What is required: Each entry in the block below needs to be copied out exactly.

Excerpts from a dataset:
◇ ◇ ◇ ◇

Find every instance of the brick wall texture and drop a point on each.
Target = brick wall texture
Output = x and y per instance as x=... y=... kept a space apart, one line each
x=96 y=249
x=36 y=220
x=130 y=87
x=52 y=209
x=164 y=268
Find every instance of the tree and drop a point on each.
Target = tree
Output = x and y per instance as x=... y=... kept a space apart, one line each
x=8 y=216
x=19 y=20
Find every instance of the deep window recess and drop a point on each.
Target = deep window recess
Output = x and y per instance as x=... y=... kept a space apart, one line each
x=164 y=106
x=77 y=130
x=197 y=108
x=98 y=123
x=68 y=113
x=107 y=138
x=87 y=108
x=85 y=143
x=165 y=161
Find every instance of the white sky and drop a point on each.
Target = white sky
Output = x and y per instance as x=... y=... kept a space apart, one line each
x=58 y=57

◇ ◇ ◇ ◇

Written response:
Find every instance of the brick wall texture and drop a point on each.
Target = brick wall texture
Output = x and y per instance as x=... y=... kept a space apart, one line each
x=96 y=249
x=36 y=220
x=130 y=87
x=52 y=209
x=164 y=268
Find every instance of the tree and drop a point on each.
Target = tree
Output = x and y per instance as x=... y=... kept a space apart, one line each
x=8 y=216
x=19 y=20
Find every instance of the deep window recess and drop a point on each.
Target = deep window recess
Output = x and y per instance as x=... y=... kept a space apart, one line each
x=164 y=106
x=77 y=130
x=197 y=108
x=98 y=123
x=68 y=113
x=107 y=138
x=87 y=108
x=85 y=143
x=165 y=161
Find every instance of the white sky and drop a point on each.
Target = white sky
Output = x and y per instance as x=... y=... kept a space apart, one line each
x=58 y=57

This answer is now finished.